• Фрагмент документа
Пол устлан соломой. Вот и все, что у нас есть помимо узкой полки, где мы складываем [132] свой провиант, а также ниши для телефона. Я переместил планшет и бинокль за спину; все остальное — спереди. Холодно. Мы поместили свечку между двумя консервными банками из-под сельди, чтобы подогреть в кружке чай. Когда ложимся спать, мы натягиваем на голову одеяло и согреваем друг друга.

Я обошел позицию. Светило солнце. В укромном уголке первый пулеметный расчет занимался тем, что ловил вшей и соскребал ножом грязь с шинелей. Время от времени стрелял миномет. Один из солдат попал под снаряд. Из крови стала образовываться темная лужа, а он лежал и стонал. Его товарищи держали ему голову, осторожно поднося к его губам кружку. Один из них говорил с раненым так, как мать говорит со своим ребенком: «Попей — тебе полегчает, не беспокойся — за тобой сейчас придут — сразу же придут, Альфред, моментально». В сумерках я стоял в траншее, проверяя радиосвязь. Что-то было не в порядке. Я покрутил настройку немного и вдруг поймал на коротких волнах германскую радиостанцию. Комвзвода проходил мимо, и мы дали ему послушать. Оперетта. Как странно было ее слышать...

Едва только стемнело, мы начали строить новую землянку. Медленно всходила лупа. Ломкая трава хрустела под ногами. Оружие заиндевело. Во время паузы я прогулялся к фельдфебелю Рату, выполнявшему обязанности передового наблюдателя справа от меня. Он только что вернулся из отпуска, и мне хотелось узнать, стоит ли еще Франкфурт на своем месте. Я также хотел услышать рассказ о том, как он чуть было не приземлился в лагере противника несколько дней назад.

«Это было довольно просто, — сказал он мне. — Вот я уже приближался, двигаясь вдоль [133] линии редкого кустарника. Но попал не на нужную мне линию, а на ту, которая идет через болотистую низину и оканчивается в районе боевых действий. Там не было траншеи, и я не видел никакого болота, но видел несколько блиндажей. Я уже шел к своему собственному, когда кто-то меня окликнул. Я не смог понять, что мне сказали, голос звучал как-то смешно. Я сказал: «В чем дело?» А он сказал: «Бради, бради». Черт, подумал я, «брат, брат»? Это что-то не то. Я быстро развернулся. В десяти метрах от меня кто-то из продовольственного фургона спросил меня: «Прикажете двигаться дальше?» Ну что ты скажешь... Когда мы были уже метрах в пятидесяти от этого места, я сказал своим людям: «Вы, глупые болваны, не видели, что ли, что это были русские?» Иван не сделал ни одного выстрела; это было невероятно. Но потом они растревожили нашу собственную траншею, и пара пулеметов открыла огонь. Я бросился на землю и продолжал звать до тех пор, пока кто-то не крикнул: «Эй!» Наконец мы добрались до траншеи, но какое-то время они, негодники, не хотели верить, что мы немцы».

• Исходные данные
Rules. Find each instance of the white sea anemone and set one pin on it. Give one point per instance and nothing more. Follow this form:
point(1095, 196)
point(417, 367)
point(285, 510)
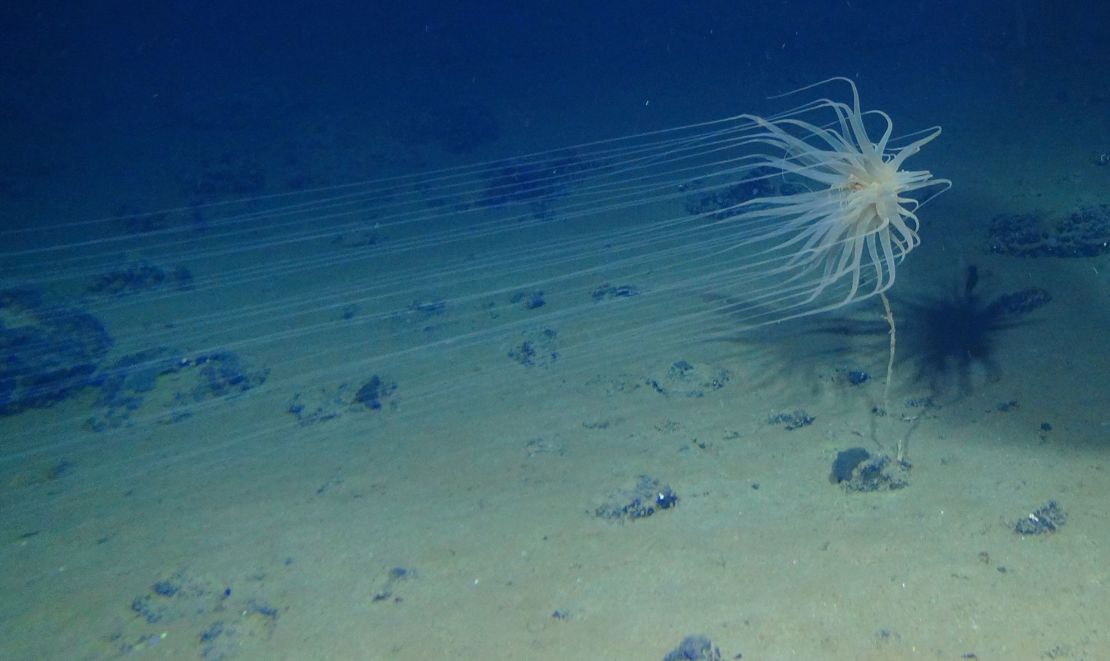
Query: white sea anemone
point(851, 214)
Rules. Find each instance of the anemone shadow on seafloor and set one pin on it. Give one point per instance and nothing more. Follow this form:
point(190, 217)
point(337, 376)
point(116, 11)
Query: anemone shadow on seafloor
point(950, 339)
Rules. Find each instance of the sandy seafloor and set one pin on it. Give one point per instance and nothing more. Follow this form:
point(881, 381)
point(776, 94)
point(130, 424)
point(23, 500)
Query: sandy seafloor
point(484, 494)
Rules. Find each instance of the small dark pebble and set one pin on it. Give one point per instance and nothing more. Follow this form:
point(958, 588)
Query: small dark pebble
point(530, 300)
point(164, 589)
point(857, 377)
point(791, 420)
point(694, 648)
point(608, 291)
point(846, 462)
point(212, 632)
point(372, 392)
point(1048, 518)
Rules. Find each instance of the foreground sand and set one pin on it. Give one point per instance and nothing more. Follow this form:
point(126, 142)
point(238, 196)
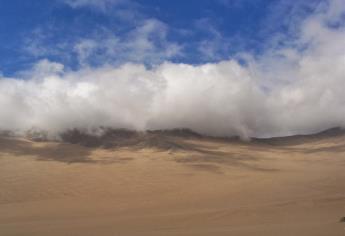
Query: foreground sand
point(214, 188)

• Что требуется
Перепечатайте, пожалуйста, без изменений часть отрывка о жизни на передовой: начните с места, где стоят слова «Едва только стемнело, мы», и остановитесь после слов «несколько дней назад.».

• Решение задания
Едва только стемнело, мы начали строить новую землянку. Медленно всходила лупа. Ломкая трава хрустела под ногами. Оружие заиндевело. Во время паузы я прогулялся к фельдфебелю Рату, выполнявшему обязанности передового наблюдателя справа от меня. Он только что вернулся из отпуска, и мне хотелось узнать, стоит ли еще Франкфурт на своем месте. Я также хотел услышать рассказ о том, как он чуть было не приземлился в лагере противника несколько дней назад.